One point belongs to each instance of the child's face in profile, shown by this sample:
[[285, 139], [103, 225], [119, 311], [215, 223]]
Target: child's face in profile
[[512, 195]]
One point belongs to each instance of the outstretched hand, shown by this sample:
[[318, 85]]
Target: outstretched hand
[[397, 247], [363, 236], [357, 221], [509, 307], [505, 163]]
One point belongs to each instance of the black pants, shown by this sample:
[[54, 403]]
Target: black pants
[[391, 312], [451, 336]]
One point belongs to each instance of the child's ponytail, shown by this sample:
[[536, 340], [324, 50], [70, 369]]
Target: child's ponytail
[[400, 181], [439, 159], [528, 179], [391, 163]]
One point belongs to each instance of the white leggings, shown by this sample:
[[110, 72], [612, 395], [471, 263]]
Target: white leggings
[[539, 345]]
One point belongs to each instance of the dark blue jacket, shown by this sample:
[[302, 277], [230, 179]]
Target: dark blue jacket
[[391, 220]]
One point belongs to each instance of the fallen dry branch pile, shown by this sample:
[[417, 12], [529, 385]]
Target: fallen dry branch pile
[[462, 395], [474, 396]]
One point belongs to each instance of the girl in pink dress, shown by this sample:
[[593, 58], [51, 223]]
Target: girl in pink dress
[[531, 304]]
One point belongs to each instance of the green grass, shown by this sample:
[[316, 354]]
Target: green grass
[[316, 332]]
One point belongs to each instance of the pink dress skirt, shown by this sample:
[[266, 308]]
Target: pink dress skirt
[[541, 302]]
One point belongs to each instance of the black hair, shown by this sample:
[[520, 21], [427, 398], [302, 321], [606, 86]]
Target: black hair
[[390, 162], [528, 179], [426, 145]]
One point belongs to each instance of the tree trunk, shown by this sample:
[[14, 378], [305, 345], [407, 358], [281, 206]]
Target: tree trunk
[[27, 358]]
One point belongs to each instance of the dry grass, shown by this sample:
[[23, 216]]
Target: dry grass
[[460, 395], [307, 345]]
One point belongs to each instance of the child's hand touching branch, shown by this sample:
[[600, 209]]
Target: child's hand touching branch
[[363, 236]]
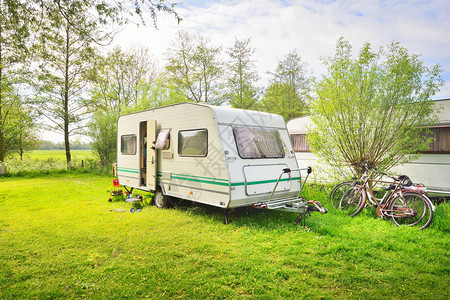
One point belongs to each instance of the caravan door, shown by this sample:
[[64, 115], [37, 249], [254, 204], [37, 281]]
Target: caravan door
[[151, 154]]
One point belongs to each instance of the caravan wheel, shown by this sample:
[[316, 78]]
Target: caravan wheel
[[161, 200]]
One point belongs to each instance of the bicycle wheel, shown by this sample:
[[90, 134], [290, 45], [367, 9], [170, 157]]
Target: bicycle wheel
[[338, 191], [353, 201], [411, 209]]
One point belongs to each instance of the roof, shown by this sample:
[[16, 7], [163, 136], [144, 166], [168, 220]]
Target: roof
[[234, 116]]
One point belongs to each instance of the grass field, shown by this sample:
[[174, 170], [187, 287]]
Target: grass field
[[60, 155], [48, 160], [60, 238]]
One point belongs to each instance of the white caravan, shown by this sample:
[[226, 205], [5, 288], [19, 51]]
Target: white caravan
[[219, 156]]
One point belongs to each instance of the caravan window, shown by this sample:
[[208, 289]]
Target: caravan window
[[163, 139], [193, 142], [258, 142], [128, 144]]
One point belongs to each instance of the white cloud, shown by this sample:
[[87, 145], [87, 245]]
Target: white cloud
[[310, 27]]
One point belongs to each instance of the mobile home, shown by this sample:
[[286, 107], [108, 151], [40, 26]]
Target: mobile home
[[219, 156], [432, 169]]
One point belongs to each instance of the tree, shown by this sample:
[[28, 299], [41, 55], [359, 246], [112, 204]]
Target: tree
[[67, 52], [194, 68], [23, 131], [289, 89], [121, 83], [103, 131], [15, 20], [242, 76], [122, 78], [372, 108]]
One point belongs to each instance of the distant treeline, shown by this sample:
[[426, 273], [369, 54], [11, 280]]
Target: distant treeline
[[47, 145]]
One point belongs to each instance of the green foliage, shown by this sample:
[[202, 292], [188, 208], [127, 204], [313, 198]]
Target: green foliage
[[61, 239], [122, 78], [289, 90], [371, 108], [241, 76], [194, 68], [40, 162], [103, 131]]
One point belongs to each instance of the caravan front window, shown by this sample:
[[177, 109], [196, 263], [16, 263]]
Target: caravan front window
[[193, 142], [128, 144], [258, 142]]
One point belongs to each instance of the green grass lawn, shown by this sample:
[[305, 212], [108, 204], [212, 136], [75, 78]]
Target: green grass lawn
[[60, 238], [59, 154], [48, 160]]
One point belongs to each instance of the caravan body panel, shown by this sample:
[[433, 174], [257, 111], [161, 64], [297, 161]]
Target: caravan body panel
[[202, 162]]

********

* _What you have to do_
Convert the lines from the start of the items through the line containing "[[391, 312], [451, 336]]", both included, into a Markdown table with the columns "Row" and "Line", numbering each row and omitting any blank lines.

* _The response_
| Row | Line |
|---|---|
| 1 | One point belongs to each instance of the child's face in profile, shown by this sample: |
| 2 | [[285, 139], [103, 225], [119, 311], [215, 223]] |
| 3 | Target: child's face in profile |
| 4 | [[512, 195]] |
| 5 | One point belongs to each instance of the outstretched hand, shown by this sample: |
| 6 | [[318, 85]] |
| 7 | Target: outstretched hand |
| 8 | [[397, 247], [363, 236], [357, 221], [509, 307], [505, 163]] |
| 9 | One point belongs to each instance of the black pants, shown by this sample: |
| 10 | [[54, 403]] |
| 11 | Target: black pants |
| 12 | [[391, 312], [451, 336]] |